--- start Source extract ---
I'll admit: the points are part of the reason why I do anything on PI Square (including writing this post). Points a cheap way to add meaningless competition to help encourage participation. On the home page of PI Square, the All-Time Leaderboard shows you yourself, the 5 people above you, the 5 people below you, and the top 25 people. That's it. That's not very satisfying.

In this post, we will look at the full PI Square All-Time Leaderboard in a few different ways. This post is just for fun, so the results are not super meaningful.

# To start off…

I collected the point data and rank data from 2020-08-16 to 2020-08-21, so the data is not accurate to any particular point in time. Points and ranks would have changed during that time, users could have deleted their accounts, and new users would have been added. Also, I know that I missed a few users that existed before I started collecting data, but I still managed to capture have more than 99% of the available point data and rank data.
--- end Source extract ---
**Directions:** According to the PI Square leaderboard post, which groups of users does the All-Time Leaderboard on the PI Square home page display? List each one. The records come from a separate source.
--- start Given data ---
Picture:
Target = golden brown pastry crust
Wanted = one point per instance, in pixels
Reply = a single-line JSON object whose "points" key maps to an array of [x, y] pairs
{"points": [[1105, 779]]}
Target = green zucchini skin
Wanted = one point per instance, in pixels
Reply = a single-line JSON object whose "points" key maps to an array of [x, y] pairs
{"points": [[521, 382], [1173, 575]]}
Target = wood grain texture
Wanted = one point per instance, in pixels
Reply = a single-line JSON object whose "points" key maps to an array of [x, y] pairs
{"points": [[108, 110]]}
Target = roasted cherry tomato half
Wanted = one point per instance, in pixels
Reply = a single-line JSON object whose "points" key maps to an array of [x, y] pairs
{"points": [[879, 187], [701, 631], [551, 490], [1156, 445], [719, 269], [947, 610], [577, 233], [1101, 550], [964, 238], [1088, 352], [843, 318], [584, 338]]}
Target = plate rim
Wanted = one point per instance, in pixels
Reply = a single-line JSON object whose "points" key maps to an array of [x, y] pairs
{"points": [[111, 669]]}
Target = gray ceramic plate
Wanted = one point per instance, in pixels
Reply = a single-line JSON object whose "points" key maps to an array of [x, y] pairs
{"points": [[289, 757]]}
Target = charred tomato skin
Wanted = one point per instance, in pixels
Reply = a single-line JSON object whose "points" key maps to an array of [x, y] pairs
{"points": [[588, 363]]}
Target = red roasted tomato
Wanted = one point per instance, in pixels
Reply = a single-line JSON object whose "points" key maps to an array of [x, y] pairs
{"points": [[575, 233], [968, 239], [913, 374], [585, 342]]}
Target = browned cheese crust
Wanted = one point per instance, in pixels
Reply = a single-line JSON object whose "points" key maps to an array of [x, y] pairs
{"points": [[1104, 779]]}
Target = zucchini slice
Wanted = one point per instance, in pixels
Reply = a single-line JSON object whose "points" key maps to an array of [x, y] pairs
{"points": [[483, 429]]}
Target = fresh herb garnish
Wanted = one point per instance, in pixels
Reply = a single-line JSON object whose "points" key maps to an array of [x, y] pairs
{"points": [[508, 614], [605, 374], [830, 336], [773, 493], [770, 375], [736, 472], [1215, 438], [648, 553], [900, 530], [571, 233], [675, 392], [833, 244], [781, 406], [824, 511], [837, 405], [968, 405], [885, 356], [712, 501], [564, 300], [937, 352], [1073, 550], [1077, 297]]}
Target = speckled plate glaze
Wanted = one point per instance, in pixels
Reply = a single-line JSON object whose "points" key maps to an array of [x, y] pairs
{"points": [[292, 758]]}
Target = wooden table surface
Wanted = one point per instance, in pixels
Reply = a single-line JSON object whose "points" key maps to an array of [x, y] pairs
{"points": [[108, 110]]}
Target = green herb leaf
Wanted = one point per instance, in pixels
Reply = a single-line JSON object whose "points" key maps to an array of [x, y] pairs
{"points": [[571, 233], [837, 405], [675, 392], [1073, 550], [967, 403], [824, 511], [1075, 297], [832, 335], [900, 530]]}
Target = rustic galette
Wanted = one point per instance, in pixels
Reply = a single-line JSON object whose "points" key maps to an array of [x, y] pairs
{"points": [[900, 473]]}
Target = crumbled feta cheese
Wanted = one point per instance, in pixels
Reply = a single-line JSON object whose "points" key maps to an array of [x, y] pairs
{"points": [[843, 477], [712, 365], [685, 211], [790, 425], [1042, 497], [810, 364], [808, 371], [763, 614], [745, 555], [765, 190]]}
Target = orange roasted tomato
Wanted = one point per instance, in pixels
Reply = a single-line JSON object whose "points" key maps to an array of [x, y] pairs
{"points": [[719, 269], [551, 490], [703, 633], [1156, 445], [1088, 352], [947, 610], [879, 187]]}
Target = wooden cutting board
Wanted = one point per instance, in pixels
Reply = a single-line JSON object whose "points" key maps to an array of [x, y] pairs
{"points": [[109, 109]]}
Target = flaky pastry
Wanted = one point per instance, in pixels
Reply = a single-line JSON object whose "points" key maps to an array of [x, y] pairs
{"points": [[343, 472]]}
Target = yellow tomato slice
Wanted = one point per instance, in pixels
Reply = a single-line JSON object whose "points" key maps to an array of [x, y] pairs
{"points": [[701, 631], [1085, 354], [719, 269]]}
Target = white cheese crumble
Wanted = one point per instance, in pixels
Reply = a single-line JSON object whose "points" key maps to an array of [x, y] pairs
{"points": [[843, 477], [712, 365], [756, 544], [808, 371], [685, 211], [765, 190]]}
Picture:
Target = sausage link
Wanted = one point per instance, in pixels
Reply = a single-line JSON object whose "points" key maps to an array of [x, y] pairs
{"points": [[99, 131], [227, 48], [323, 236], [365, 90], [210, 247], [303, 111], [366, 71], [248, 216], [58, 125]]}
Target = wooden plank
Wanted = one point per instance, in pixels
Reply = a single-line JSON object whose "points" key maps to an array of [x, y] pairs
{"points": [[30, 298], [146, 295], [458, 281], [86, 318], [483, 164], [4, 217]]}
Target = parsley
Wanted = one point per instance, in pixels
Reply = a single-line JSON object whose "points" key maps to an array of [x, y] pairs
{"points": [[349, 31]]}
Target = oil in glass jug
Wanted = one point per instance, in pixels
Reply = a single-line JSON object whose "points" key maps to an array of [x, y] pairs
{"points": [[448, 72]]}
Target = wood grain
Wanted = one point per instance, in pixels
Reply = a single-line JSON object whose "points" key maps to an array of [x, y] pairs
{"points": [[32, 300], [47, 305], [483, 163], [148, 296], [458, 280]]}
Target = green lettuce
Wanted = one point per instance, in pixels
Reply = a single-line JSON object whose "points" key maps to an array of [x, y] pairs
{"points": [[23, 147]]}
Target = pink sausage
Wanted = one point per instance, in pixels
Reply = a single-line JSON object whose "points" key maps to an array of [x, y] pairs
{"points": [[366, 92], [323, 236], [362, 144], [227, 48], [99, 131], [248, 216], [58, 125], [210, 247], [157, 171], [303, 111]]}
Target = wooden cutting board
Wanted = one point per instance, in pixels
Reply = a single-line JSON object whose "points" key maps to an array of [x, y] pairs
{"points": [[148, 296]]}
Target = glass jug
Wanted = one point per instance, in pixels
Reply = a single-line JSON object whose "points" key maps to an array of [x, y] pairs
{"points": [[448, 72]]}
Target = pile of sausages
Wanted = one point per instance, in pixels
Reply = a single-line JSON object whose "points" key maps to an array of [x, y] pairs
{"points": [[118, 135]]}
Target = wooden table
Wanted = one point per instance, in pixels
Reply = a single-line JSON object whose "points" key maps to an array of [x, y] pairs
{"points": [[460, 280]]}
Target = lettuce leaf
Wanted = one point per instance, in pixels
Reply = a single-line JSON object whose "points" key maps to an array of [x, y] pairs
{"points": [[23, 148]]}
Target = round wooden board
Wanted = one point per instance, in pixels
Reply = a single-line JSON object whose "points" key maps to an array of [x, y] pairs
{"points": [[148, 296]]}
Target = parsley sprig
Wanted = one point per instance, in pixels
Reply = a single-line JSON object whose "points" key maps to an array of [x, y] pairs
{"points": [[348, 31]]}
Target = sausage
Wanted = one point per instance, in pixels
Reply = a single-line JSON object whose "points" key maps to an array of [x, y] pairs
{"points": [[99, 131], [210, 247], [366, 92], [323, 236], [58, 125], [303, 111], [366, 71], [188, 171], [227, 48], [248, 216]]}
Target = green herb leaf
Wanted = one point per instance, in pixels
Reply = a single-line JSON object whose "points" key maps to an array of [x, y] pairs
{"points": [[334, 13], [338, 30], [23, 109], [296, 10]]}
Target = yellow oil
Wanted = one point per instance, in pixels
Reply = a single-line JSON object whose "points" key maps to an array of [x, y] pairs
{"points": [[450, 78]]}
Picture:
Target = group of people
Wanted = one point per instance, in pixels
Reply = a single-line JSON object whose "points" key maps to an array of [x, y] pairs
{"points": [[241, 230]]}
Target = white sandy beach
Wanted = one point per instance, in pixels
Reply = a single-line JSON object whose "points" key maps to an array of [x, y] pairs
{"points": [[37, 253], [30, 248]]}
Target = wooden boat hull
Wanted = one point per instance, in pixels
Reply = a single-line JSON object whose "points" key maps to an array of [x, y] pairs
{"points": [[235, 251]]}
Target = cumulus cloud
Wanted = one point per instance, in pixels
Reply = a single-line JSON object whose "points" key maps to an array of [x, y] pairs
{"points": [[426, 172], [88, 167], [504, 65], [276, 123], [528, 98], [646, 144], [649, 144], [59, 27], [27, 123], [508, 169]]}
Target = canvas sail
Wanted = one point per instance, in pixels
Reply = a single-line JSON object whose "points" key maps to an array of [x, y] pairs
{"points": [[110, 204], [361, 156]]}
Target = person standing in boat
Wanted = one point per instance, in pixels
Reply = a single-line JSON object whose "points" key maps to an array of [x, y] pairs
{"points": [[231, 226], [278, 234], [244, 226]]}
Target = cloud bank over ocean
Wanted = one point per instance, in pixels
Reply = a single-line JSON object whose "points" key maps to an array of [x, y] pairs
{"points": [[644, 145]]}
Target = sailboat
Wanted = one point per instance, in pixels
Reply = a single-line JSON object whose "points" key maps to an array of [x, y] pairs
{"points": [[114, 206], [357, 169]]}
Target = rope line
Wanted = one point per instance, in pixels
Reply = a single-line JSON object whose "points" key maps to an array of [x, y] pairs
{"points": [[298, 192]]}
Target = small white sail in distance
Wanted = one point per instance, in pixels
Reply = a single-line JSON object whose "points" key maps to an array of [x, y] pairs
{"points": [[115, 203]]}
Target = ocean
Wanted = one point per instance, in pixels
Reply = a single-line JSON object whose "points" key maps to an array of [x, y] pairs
--- end Given data ---
**The response:**
- Yourself
- The 5 people above you
- The 5 people below you
- The top 25 people